[Selected passage]

The Scale Problem
At Asurion, thousands of sales agents make live calls every day. Every call must follow regulatory compliance guidelines — required disclosures, no high-pressure tactics, proper consent before enrollment. This isn't optional; it's legally mandated.
Manual review can't keep up. Keyword-based automated systems generate too many false positives (flagging "cancel" in "I'll cancel my lunch plans to stay on the call"). We needed a system that understands context.
Three-Stage Pipeline
Stage 1: Real-Time Transcription
Call audio streams through AWS Transcribe, producing near-real-time transcripts. The key challenge was speaker diarization — knowing who said what. A disclosure is only valid if the agent made it. If the customer mentions the disclosure terms, that doesn't count.
Stage 2: LLM-Powered Analysis
Each completed transcript gets processed by Claude 3.7 Sonnet via AWS Bedrock Flows. The system evaluates four compliance dimensions:
- Disclosure verification — did the agent make all legally required disclosures?
- Pressure detection — did the agent use high-pressure sales tactics?
- Consent validation — was proper consent obtained before enrollment?
- Accuracy check — were product details described correctly?
We use structured JSON output schemas so every analysis produces comparable, scoreable results. This lets us track compliance trends over time and spot systemic issues across teams or scripts.
Stage 3: RAG for Living Policy
Compliance rules change frequently — new regulations, updated scripts, revised disclosure requirements. Instead of re-prompting or retraining on every change, a RAG pipeline pulls from our living compliance handbook. The AI's definition of "compliant" evolves with policy automatically.
Why These Specific Technical Choices
Claude over GPT for compliance. In compliance monitoring, a false negative (missing a real violation) is far more costly than a false positive. Claude's thorough, cautious analytical style aligned with this asymmetry better than alternatives that optimize for conciseness.

[/Selected passage]

### Exercise instructions
A: Write out the passage on call compliance monitoring word for word, everything from "Manual review can't" down to "legally required disclosures?".
B: Resume the passage on call compliance monitoring, picking up right after its final sentence.
The lines are not needed for this work.

[Listed records]

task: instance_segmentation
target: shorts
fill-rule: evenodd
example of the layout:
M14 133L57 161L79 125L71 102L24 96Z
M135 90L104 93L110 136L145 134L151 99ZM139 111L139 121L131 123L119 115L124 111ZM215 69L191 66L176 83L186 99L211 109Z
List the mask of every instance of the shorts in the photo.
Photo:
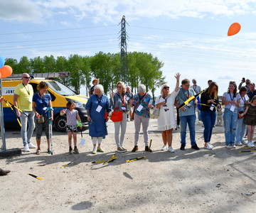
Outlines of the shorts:
M131 108L131 106L129 106L129 104L127 104L127 111L132 111L133 106Z
M78 132L78 128L76 127L76 126L67 125L66 131L67 132L70 132L70 131Z

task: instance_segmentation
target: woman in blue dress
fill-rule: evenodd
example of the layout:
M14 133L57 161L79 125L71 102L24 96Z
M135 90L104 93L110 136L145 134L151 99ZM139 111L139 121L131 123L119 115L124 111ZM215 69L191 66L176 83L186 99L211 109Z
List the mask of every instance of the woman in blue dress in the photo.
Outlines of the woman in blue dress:
M92 137L93 143L92 153L96 151L104 152L101 147L102 139L107 135L107 122L111 111L110 102L104 93L103 87L97 84L95 87L95 94L88 99L85 109L87 112L89 123L89 136ZM96 149L97 141L98 146Z

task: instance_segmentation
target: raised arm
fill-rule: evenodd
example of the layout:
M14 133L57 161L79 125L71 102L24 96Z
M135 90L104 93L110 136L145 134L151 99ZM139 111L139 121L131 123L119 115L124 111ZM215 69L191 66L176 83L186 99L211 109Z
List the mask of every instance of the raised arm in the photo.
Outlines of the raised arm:
M175 78L176 79L176 85L175 87L175 92L177 92L178 91L178 86L179 86L179 78L181 77L181 74L179 74L178 72L177 72L176 74L176 76L174 76Z

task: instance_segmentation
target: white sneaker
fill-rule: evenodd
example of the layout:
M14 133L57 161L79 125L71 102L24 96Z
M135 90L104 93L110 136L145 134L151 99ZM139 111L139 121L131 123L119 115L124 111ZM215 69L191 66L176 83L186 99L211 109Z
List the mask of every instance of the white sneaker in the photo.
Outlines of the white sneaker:
M238 143L235 143L235 145L241 146L242 146L242 143L241 142L238 142Z
M119 148L117 148L117 152L119 152L119 153L125 153L127 151L127 150L123 149L122 146L119 146Z
M36 148L36 146L31 142L28 143L28 148Z
M168 148L168 151L169 151L170 153L174 153L174 149L172 148L171 146L170 146L170 147Z
M255 147L255 146L252 143L252 141L248 142L247 143L248 147Z
M209 144L210 143L205 143L204 148L206 149L213 149L212 146Z
M26 144L24 146L24 151L26 152L30 152L28 144Z
M230 145L226 145L225 146L226 148L233 148L233 145L230 144Z
M166 150L166 149L168 149L167 146L166 146L166 145L164 145L164 146L162 147L161 150L162 150L162 151L165 151L165 150Z
M208 142L208 143L209 143L210 146L211 146L211 148L213 148L213 146L211 145L211 143L210 142Z

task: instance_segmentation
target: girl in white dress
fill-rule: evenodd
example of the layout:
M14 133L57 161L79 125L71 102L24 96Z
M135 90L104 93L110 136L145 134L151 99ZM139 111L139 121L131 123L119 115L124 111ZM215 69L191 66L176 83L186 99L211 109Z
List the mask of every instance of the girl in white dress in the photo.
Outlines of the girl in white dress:
M171 147L172 131L173 129L176 127L174 104L175 103L175 98L178 92L180 76L181 75L178 72L174 76L176 79L176 84L175 89L171 93L169 90L169 86L167 84L161 87L161 95L156 98L155 102L156 109L159 108L157 130L162 131L162 138L164 141L162 150L168 149L168 151L171 153L174 152Z

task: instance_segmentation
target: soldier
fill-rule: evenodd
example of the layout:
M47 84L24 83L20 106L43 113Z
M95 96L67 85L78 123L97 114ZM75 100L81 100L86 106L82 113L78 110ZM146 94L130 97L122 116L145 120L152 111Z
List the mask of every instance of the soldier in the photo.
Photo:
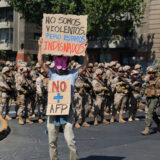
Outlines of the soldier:
M138 109L138 101L140 99L140 90L141 90L141 83L138 81L138 71L133 70L131 73L131 83L134 87L134 90L131 93L131 96L129 97L130 100L130 107L129 107L129 119L128 121L133 120L139 120L139 118L136 118L136 113Z
M18 123L20 125L24 124L24 120L22 118L23 112L25 112L24 118L25 122L28 124L33 124L32 121L29 120L29 113L31 110L31 97L33 95L33 83L32 80L29 77L29 71L27 67L23 68L22 75L18 77L16 88L18 91Z
M1 95L1 105L0 105L0 117L2 117L2 113L4 108L6 109L5 119L12 120L9 114L9 99L10 94L12 92L11 86L11 77L9 67L4 67L2 69L2 75L0 76L0 95Z
M110 81L112 81L116 76L117 76L117 73L116 73L116 62L111 61L110 62L110 67L106 71L106 78L109 79Z
M91 105L89 104L89 92L87 91L88 88L90 88L89 84L86 81L85 78L86 71L84 70L81 75L78 76L78 79L76 80L76 90L78 91L79 95L82 97L82 110L81 110L81 116L82 116L82 126L83 127L89 127L90 124L86 122L86 117L88 116ZM77 119L75 126L77 127Z
M92 112L94 112L93 101L95 98L93 88L92 88L92 79L93 79L93 64L92 63L88 64L85 77L86 77L88 83L90 84L90 87L87 88L89 105L92 106L90 113L89 113L89 117L94 117L92 114Z
M160 132L160 120L158 119L156 108L160 97L160 77L156 77L157 71L154 67L148 69L149 79L146 81L145 96L147 98L147 111L145 117L145 130L142 135L150 134L150 127L153 121Z
M123 119L123 111L127 102L128 93L129 93L129 80L125 77L125 72L123 67L120 67L118 70L118 77L114 78L112 81L112 90L115 90L114 95L114 106L112 109L112 117L110 122L113 123L115 121L115 115L120 109L119 114L119 123L125 123L126 121Z
M38 122L43 123L43 111L45 104L45 96L47 94L47 90L44 86L44 79L47 77L45 71L41 69L41 75L36 79L36 94L37 94L37 103L38 103Z
M102 70L97 69L92 81L93 90L96 96L94 102L94 125L98 125L98 115L100 115L102 123L109 123L104 119L105 91L108 91L108 89L105 87L102 81L102 75Z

[/Listed records]

### Written responses
A:
Manual review can't keep up. Keyword-based automated systems generate too many false positives (flagging "cancel" in "I'll cancel my lunch plans to stay on the call"). We needed a system that understands context.
Three-Stage Pipeline
Stage 1: Real-Time Transcription
Call audio streams through AWS Transcribe, producing near-real-time transcripts. The key challenge was speaker diarization — knowing who said what. A disclosure is only valid if the agent made it. If the customer mentions the disclosure terms, that doesn't count.
Stage 2: LLM-Powered Analysis
Each completed transcript gets processed by Claude 3.7 Sonnet via AWS Bedrock Flows. The system evaluates four compliance dimensions:
- Disclosure verification — did the agent make all legally required disclosures?

B:
Bedrock Flows over direct API calls. At 150K+ calls per month, we need built-in orchestration, retry logic, and observability. Bedrock Flows provides all of this without us building and maintaining our own queue infrastructure.
Structured output for consistency. Free-text compliance analysis is impossible to score programmatically. JSON schemas ensure every call gets evaluated on the same dimensions with comparable scores.
Results
- 150K+ monthly calls analyzed in near-real-time
- 45% improvement in call review efficiency
- $1.6M annual savings from automated review
- 15 supervised and generative AI models deployed across the pipeline
Three Hard-Won Lessons
Start with the ambiguous 2%. The 98% of calls that are clearly compliant or clearly non-compliant are easy. The value is in the 2% of ambiguous calls where context determines whether a statement is a violation. We built our evaluation set from these edge cases and iterated the prompts against them.
Human-in-the-loop is non-negotiable. The AI flags; humans decide. This builds trust with the compliance team and generates continuous training signal. Fully automated enforcement would be faster but would never get organizational buy-in — nor should it.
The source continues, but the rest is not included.